## Prompt
Please rewrite every line of the data below, adding 77 to each coordinate value in the answers and leaving all other lines unchanged.

## Dataset rows on where objects appear

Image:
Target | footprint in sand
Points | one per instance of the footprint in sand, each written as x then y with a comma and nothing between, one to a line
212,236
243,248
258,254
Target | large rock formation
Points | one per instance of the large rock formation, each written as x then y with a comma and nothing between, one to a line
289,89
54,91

## Written solution
Image:
Target | footprint in sand
Points | one per instance of the footprint in sand, each written as x then y with a comma and nothing between, one to a line
289,313
320,325
335,331
Target | large rock formation
Points | one per instance of the large rock formation, each written as x then y with a comma and nothing between, one to a line
366,166
131,168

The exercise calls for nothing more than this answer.